Reading passage:
================================
Dialogue for an EU-Malaysia trade agreement reopens


Despite the controversial issue of palm oil, European and Malaysian industry groups are pushing to restart trade negotiations

After free trade agreements with Singapore and Vietnam, the European Union aims to expand its network of bilateral agreements in Southeast Asia. With an economy devastated by the pandemic crisis, Thailand and the Philippines have expressed interest in reopening talks, while negotiations with Indonesia are proceeding. Now it seems that the conditions are in place to relaunch negotiations with Malaysia as well after some industrial groups have announced that they want to put pressure on Brussels and Kuala Lumpur to reach an agreement.

Today, Malaysia is one of the most advanced countries in Southeast Asia overall: it is the third region in terms of GDP (12%) and the EU's third-largest partner in ASEAN. It is the second-largest oil producer in the region and the third-largest exporter of liquefied natural gas in the world, thanks also to its strategic position among the main energy trade routes.

Malaysia has already tried to start talks with the EU in 2010, but these broke down two years later due to the difficulty in agreeing on key elements. The main obstacle, now as then, remains the controversial issue of palm oil. Lobbies in Indonesia and Malaysia - which supply 84% of global palm oil production - have long opposed EU environmental protection rules on biodiesel imports. Above all, this is because the crops are an important source of income for rural dwellers, who also make up a large part of the electorate in both countries. On the other hand, environmentalists are fighting hard against the intensive production of palm oil, which is the main cause of deforestation that destroys the habitat of orangutans and other endangered species.

This is why in 2018, with the Renewable Energy Directive II and the subsequent Delegated Regulation, the Commission established strict "eco-friendly measures" for the European energy sector, which include the total ban on imports of all those biofuels that cause even indirectly the increase in greenhouse gas emissions by 2030, including palm oil.
================================
Tasks to perform:
- 1) Copy word for word the stretch of the article on EU-Malaysia trade talks from "After free trade" through "reach an agreement.".
- 2) Summarize the article on EU-Malaysia trade talks in two sentences.
================================
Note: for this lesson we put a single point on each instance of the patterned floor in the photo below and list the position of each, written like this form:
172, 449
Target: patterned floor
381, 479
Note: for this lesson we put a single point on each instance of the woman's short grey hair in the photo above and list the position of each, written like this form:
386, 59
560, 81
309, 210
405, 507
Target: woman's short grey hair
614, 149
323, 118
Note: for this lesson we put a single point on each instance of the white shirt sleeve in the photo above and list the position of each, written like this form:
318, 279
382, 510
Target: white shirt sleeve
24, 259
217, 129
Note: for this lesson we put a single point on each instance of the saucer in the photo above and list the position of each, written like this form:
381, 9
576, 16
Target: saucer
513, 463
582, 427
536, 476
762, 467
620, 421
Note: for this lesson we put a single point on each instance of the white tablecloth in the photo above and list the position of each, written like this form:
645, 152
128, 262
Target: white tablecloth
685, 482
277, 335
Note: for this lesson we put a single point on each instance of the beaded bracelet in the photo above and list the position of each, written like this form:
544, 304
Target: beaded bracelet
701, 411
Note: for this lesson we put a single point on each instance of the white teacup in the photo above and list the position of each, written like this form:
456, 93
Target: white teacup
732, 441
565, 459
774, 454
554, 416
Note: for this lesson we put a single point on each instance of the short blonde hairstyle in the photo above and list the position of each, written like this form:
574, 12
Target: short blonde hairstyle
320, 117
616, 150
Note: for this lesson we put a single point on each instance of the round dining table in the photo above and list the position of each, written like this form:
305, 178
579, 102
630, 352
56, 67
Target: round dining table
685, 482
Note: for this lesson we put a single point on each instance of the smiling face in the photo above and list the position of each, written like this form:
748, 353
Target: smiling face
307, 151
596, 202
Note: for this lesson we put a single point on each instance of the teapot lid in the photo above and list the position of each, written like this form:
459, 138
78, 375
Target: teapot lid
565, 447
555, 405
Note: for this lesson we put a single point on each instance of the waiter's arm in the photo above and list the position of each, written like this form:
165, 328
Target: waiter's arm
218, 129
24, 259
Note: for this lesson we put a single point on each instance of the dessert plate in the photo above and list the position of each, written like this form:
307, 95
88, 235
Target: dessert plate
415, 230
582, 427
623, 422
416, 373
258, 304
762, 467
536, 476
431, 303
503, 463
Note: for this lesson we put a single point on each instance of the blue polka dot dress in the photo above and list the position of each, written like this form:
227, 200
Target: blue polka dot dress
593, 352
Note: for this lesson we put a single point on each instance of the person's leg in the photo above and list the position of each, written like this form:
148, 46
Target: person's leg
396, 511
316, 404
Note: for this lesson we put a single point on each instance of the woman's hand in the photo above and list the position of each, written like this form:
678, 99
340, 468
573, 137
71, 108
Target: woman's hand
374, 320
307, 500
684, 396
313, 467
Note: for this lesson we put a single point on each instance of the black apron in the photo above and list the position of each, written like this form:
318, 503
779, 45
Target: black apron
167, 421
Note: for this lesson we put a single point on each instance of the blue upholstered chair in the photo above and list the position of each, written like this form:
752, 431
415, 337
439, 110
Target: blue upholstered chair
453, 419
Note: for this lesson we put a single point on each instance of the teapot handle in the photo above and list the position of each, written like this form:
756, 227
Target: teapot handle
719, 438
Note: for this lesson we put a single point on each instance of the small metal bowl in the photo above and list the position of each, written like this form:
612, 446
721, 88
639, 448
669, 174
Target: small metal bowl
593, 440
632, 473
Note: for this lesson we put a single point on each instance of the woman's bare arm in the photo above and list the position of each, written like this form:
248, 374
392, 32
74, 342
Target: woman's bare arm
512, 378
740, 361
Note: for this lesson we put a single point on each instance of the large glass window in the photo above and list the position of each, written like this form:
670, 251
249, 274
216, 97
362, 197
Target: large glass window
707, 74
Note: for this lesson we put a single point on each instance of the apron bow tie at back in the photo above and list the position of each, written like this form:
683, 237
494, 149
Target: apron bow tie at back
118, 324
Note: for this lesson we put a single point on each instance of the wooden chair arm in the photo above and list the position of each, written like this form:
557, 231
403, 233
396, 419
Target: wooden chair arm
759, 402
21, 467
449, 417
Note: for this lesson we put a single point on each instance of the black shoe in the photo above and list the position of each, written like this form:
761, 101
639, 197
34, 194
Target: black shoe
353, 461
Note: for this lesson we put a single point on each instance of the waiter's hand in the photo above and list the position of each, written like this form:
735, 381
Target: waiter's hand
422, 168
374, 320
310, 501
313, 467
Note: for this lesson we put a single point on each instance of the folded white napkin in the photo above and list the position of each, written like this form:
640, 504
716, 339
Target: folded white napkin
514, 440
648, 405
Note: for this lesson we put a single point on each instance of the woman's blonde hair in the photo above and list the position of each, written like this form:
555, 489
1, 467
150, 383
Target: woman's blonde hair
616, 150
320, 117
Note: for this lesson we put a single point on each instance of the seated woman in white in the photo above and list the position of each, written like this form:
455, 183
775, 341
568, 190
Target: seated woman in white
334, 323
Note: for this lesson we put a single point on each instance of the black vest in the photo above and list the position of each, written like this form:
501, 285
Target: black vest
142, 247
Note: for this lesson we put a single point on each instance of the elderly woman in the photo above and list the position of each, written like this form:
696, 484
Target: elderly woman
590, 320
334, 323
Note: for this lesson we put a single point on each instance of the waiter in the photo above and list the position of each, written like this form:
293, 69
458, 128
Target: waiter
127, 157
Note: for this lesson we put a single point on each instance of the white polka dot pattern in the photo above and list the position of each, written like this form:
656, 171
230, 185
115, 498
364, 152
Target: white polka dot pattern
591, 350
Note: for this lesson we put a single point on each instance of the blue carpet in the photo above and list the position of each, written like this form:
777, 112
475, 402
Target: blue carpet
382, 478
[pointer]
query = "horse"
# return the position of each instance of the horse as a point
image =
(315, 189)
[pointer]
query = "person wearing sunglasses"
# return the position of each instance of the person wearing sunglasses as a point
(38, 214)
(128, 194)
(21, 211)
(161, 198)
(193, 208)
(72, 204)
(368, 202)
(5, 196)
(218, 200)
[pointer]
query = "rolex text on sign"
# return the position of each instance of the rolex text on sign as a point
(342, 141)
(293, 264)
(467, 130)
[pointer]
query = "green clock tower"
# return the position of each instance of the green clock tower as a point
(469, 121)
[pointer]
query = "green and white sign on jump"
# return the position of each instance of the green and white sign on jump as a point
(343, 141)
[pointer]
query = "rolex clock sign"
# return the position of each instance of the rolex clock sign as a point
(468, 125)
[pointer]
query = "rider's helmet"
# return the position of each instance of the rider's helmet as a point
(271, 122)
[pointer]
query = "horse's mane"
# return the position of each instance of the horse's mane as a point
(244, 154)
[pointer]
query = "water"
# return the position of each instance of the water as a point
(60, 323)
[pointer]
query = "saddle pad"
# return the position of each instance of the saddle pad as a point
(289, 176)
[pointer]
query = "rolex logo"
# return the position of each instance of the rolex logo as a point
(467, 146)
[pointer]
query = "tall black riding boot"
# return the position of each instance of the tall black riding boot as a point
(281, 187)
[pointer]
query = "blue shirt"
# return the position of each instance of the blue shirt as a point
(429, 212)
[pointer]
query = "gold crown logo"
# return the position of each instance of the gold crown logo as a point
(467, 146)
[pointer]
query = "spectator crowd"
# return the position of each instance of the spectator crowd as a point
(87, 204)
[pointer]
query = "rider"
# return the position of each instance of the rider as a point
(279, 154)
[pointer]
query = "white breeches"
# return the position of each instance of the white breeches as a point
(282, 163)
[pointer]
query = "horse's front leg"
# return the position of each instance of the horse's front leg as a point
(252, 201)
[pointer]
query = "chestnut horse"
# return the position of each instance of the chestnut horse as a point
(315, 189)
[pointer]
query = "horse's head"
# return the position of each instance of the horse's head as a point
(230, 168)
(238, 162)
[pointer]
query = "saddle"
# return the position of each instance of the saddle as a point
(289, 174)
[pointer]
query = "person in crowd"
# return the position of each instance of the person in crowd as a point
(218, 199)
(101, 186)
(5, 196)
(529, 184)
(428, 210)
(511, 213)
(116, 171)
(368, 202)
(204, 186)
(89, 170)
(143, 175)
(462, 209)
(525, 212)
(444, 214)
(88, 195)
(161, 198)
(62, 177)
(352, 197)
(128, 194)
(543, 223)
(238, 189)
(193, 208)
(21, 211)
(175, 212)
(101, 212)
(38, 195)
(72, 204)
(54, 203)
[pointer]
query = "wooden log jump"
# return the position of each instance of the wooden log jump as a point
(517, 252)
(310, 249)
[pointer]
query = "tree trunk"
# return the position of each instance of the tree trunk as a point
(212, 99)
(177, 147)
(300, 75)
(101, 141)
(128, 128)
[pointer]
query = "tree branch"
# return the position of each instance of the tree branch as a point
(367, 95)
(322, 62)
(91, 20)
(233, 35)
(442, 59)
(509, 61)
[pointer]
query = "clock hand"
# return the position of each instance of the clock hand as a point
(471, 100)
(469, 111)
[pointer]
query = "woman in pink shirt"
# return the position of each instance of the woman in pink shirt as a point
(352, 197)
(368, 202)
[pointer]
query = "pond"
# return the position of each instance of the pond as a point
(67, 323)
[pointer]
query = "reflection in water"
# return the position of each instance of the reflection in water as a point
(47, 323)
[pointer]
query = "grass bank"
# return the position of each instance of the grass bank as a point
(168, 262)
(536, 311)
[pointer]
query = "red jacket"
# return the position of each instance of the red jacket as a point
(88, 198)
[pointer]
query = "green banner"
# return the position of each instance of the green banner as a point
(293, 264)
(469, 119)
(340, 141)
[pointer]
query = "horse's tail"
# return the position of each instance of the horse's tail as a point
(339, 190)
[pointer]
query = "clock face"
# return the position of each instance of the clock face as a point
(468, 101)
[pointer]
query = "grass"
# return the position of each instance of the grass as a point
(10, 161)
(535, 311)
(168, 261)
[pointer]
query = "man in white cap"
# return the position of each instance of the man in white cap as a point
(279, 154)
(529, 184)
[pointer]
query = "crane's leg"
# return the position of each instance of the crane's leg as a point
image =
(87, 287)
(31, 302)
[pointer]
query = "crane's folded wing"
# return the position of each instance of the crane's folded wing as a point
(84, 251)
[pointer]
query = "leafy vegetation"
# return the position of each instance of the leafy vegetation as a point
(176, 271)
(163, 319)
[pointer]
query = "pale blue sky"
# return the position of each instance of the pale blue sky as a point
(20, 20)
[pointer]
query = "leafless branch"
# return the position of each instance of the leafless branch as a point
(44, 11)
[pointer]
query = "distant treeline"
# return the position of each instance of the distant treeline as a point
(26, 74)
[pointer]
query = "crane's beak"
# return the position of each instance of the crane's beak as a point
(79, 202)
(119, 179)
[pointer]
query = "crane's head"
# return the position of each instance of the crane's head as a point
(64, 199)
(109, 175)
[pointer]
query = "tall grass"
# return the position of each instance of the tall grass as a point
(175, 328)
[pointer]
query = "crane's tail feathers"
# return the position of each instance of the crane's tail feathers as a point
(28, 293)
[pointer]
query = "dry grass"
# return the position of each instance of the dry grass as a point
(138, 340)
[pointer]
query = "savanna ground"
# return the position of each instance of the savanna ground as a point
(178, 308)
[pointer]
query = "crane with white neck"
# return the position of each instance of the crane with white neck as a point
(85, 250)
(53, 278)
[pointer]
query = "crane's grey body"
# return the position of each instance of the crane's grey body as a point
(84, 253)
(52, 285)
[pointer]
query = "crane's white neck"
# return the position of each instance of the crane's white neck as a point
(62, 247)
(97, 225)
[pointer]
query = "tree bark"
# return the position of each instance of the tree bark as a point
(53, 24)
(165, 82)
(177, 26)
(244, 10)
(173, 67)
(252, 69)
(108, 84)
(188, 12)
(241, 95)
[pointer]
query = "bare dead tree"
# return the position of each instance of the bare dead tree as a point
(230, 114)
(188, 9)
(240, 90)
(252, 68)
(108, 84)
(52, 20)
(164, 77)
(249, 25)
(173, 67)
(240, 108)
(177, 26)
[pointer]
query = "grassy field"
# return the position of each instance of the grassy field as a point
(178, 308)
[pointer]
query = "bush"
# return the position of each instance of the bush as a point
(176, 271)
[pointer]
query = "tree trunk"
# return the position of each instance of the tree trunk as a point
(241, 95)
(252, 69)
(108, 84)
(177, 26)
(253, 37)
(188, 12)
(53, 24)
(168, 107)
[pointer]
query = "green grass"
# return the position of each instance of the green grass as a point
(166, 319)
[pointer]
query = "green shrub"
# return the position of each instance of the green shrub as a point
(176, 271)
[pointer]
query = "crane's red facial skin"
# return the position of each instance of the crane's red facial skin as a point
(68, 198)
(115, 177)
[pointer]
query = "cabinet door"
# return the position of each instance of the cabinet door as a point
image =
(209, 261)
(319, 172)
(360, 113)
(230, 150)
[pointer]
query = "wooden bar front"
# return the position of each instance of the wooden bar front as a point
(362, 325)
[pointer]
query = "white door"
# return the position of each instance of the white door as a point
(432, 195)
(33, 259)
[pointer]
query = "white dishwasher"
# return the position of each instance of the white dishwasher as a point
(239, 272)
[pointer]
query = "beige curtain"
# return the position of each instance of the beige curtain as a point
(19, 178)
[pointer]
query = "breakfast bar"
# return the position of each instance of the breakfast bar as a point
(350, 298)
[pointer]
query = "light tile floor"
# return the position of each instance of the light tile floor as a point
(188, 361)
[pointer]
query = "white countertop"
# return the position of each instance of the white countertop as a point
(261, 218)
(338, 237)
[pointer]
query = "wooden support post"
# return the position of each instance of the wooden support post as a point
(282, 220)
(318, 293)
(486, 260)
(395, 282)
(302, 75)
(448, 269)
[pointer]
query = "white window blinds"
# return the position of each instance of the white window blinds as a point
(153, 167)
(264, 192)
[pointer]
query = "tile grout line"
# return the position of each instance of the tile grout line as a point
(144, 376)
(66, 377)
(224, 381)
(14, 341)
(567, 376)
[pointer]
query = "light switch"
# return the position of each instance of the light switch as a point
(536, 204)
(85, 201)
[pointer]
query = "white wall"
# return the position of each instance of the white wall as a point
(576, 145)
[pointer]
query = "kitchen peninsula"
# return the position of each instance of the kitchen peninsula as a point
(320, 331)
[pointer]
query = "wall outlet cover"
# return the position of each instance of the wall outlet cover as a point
================================
Expected results:
- 1)
After free trade agreements with Singapore and Vietnam, the European Union aims to expand its network of bilateral agreements in Southeast Asia. With an economy devastated by the pandemic crisis, Thailand and the Philippines have expressed interest in reopening talks, while negotiations with Indonesia are proceeding. Now it seems that the conditions are in place to relaunch negotiations with Malaysia as well after some industrial groups have announced that they want to put pressure on Brussels and Kuala Lumpur to reach an agreement.

- 2) European and Malaysian industry groups are pushing to restart trade negotiations between the EU and Malaysia as the EU seeks to expand its network of bilateral agreements in Southeast Asia. Talks begun in 2010 broke down two years later, and the main obstacle remains palm oil, which falls under the Commission's 2018 measures banning imports of biofuels that indirectly increase greenhouse gas emissions by 2030.